• [Extrait du document]
%%
Le don de la Torah au mont Sinaï est le fondement du judaïsme, il en est même l’essence. Mais si la révélation du Sinaï est la preuve incontestée de la véracité de la Torah, nos maîtres de mémoire bénie discernent dans cet événement un autre dessein : ils révèlent qu’il y avait là également un objectif pédagogique qui devait servir au développement personnel de tout homme. Découvrons ce dont il s’agit.

Dans la section de Yitro, dans laquelle la Bible raconte le don de la Torah, Moïse s’adresse au peuple et leur dit : « Ne craignez pas ! Car c’est afin de vous mettre à l’épreuve qu’est venu D.ieu, afin que Sa crainte soit sur vos visages, pour que vous ne fautiez pas » (Exode 20, 17). Nos Sages traduisent la locution de Moïse de la façon suivante : « Sa crainte », c’est la honte. (Traité Nédarim page 20). Par-là, les Sages du Talmud nous enseignent qu’un des objectifs de la révélation divine au Sinaï fut que nous soyons sujets à la honte…

De quelle honte s’agit-il ? Et pourquoi justifia-t-elle de surcroît une si grande mise en scène ? 

La honte comme équilibre suprême

Pour le comprendre, tentons de définir comment la honte est perçue par nos Maîtres. La honte a plusieurs registres ; il en va du simple sentiment de malaise lors de la prise de parole en public jusqu’au sentiment de culpabilité harassant dû au poids des agissements d’une personne.

On pourrait dire que la honte chez les Sages est le sentiment de ne pas être à sa place, un sentiment de gêne qu'éprouverait une personne lorsqu'elle sent qu’elle a mal agi, un décalage avec ce qu’elle aurait attendu d’elle-même. 

C’est ce papa qui gronde sa fille pour pas grand-chose sous l’impulsion d’une colère déraisonnée et qui par la suite a honte de son acte, ou ce mari qui se trouve dans un bar avec ses collègues de travail en train de siroter un cocktail le soir de l’anniversaire de sa femme et qui aurait honte de son oubli… Mais plus communément, c’est le sentiment que toute personne éprouve lorsqu’elle se prend en train d’agir de façon contraire à sa morale et qui regretterait par la suite la teneur de ses agissements.

La honte est donc étroitement liée à la culpabilité pour nos Sages, c’est pour cela que la Torah la juxtapose à son intérêt le plus direct « que vous ne fautiez pas » (Ibid.).

Partant de là, nous pouvons comprendre que la honte provient d’un sentiment de ne pas être en accord avec son “moi” intérieur, avec les valeurs auxquelles une personne adhère. Une personne qui outrepasse ses principes est sujette à ce ressenti, le sentiment d’avoir mal agi, la sensation de dissonance cognitive telle que la formula le psychologue Léon Festinger dans les années 1950.
%%
• [Votre objectif]
Poursuivez le texte consacré à la honte et au don de la Torah à partir de sa dernière phrase.

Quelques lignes
%%
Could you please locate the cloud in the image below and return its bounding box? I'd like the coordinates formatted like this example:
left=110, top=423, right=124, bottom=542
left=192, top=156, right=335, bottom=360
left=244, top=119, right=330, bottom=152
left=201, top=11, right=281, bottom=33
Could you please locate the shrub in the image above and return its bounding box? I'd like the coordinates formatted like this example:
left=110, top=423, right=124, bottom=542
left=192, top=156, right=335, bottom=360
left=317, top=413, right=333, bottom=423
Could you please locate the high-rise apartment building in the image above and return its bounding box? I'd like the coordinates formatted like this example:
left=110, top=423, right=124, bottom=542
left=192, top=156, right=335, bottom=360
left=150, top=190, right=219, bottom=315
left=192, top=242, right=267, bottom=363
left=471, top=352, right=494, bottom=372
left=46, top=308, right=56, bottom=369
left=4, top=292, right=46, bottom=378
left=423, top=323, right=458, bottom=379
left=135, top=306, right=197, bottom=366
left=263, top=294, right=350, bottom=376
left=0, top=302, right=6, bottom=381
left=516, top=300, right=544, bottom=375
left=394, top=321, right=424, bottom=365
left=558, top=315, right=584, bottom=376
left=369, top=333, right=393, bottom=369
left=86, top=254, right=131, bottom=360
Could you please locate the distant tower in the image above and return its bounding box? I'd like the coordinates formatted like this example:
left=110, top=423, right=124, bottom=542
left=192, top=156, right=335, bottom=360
%%
• [Réponse]
Mais pour qu’il soit question de honte vis-à-vis de ses agissements, encore fallait-il qu’il y ait un référentiel auquel se référer pour y faire coïncider ses actes et définir ses valeurs. C’est là que la révélation du mont Sinaï entre en jeu. 

D.ieu voulut que l’humanité toute entière acquière un référentiel absolu, qu’elle sache qu’il est absolument interdit de tuer, de voler, de s’adonner à l’idolâtrie... La morale universelle naquit et toute personne devait s’y référer pour établir son échelle de valeurs et ses principes de vertus, l’humanité dans son ensemble et le peuple juif en particulier.

Dorénavant, le modèle des valeurs de l’humanité vient de l’au-delà et s’inscrit dans un idéal parfait, mais surtout il devient transcendantal, il est extérieur à l’homme, pensé par D.ieu Lui-même.

La contrainte comme liberté 

A quoi ressemblerait la vie d’un homme qui serait son propre référentiel, libre de la contrainte morale du Sinaï ?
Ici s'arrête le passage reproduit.